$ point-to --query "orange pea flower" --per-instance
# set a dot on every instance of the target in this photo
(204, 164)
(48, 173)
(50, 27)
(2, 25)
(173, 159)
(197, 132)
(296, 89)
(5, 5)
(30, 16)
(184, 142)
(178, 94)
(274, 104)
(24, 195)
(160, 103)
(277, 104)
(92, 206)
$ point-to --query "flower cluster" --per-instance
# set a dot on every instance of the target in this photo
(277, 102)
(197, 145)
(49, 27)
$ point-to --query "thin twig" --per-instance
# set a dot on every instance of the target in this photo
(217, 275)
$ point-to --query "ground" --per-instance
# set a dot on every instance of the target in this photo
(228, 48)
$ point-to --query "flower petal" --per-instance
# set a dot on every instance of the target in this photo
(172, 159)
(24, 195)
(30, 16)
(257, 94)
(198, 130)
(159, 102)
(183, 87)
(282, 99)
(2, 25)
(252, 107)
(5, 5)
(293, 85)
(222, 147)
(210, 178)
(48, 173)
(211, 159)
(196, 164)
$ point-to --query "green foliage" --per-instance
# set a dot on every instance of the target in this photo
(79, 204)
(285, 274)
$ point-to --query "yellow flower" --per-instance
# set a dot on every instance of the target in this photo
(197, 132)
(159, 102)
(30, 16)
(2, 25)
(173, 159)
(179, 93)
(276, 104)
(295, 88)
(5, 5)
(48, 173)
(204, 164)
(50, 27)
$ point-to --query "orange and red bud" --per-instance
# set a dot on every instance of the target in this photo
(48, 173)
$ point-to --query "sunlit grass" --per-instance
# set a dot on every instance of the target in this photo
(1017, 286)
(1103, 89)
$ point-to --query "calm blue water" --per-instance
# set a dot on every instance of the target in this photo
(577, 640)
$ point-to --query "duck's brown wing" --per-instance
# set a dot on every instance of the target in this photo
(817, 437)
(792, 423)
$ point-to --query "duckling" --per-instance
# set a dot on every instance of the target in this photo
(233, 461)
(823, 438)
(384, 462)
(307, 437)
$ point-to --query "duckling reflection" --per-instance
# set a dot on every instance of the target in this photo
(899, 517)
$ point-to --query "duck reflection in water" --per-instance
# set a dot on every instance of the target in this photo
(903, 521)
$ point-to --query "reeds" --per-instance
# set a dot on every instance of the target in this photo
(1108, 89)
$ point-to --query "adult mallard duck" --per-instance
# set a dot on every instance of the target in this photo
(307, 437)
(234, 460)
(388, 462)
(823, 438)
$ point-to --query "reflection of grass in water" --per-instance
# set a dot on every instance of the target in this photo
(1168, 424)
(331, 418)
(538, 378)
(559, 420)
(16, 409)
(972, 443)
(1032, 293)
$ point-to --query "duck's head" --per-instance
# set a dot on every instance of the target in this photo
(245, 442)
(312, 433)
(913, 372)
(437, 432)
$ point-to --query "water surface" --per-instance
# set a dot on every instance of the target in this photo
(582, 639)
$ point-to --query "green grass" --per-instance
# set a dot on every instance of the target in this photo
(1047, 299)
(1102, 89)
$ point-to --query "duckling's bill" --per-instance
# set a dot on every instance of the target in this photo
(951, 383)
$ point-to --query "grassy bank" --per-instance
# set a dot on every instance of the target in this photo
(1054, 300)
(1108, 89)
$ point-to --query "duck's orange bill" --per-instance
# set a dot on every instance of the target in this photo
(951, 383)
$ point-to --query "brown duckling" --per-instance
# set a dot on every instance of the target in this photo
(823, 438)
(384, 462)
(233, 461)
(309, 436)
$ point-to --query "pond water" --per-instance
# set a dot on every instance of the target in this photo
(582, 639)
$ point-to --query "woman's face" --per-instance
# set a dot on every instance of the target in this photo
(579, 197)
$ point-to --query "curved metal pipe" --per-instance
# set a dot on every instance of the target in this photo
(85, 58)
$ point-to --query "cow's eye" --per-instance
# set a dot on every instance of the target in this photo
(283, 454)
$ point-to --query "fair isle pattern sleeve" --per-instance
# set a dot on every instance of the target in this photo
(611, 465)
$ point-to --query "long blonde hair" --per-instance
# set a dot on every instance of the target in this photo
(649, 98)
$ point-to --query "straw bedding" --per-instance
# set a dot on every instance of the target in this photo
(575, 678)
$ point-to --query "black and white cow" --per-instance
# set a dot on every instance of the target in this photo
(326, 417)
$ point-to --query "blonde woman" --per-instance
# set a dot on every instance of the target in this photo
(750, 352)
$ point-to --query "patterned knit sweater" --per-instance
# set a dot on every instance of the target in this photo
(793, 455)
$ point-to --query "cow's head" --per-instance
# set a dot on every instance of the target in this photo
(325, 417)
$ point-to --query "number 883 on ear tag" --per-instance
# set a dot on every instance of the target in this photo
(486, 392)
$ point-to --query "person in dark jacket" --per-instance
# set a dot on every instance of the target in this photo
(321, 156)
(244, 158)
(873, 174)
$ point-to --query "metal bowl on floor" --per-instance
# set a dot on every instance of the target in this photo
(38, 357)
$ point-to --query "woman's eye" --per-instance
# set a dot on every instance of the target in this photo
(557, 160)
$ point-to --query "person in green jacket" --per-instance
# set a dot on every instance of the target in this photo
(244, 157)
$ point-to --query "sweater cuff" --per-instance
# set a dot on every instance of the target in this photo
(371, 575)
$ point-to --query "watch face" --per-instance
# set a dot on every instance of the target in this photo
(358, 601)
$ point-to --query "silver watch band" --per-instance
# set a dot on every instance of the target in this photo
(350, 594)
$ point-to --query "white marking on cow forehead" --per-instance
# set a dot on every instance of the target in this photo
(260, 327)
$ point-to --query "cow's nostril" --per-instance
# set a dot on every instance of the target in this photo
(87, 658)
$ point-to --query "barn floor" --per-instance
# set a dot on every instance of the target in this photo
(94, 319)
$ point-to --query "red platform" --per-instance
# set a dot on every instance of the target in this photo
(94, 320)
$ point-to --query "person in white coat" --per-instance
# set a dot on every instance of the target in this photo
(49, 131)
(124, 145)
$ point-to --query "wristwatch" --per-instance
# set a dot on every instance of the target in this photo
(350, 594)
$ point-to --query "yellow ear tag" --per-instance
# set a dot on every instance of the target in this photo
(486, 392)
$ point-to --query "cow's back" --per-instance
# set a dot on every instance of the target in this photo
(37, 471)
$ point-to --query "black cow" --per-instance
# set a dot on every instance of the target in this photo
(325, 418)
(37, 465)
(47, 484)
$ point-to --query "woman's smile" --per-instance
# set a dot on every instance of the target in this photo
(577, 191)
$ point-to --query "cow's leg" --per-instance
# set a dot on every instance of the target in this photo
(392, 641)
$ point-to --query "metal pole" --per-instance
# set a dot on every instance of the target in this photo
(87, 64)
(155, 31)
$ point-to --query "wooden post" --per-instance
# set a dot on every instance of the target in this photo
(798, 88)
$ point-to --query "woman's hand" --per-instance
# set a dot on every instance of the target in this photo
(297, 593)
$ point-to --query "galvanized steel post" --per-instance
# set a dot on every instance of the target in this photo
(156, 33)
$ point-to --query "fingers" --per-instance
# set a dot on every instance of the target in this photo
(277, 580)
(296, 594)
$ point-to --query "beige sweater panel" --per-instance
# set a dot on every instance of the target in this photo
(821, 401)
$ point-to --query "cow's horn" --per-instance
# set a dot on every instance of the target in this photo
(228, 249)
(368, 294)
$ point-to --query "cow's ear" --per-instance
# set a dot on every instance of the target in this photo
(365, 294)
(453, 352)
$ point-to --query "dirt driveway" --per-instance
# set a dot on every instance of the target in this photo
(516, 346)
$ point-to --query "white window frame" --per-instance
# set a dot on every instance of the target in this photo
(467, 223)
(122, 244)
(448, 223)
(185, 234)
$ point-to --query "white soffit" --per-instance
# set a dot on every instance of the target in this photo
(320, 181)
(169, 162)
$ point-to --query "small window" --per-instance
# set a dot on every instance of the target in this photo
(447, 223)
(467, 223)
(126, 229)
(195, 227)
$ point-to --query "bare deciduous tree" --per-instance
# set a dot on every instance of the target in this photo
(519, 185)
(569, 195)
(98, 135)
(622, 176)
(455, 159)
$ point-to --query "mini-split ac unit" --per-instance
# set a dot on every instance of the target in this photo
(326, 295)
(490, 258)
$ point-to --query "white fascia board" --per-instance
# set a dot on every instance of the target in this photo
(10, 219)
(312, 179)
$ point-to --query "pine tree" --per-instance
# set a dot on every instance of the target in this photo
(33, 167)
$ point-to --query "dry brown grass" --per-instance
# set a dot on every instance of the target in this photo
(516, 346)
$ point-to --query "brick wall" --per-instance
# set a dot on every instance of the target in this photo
========================================
# Required work:
Report every line of the listing above that contains the string "woman". Case counts.

# Exercise result:
$ point-to --query "woman's face" --per-instance
$ point-to --query "blonde woman" --per-instance
$ point-to --query "woman's eye" --per-instance
$ point-to --query "woman's smile" --per-instance
$ point-to --query "woman's hand" --per-instance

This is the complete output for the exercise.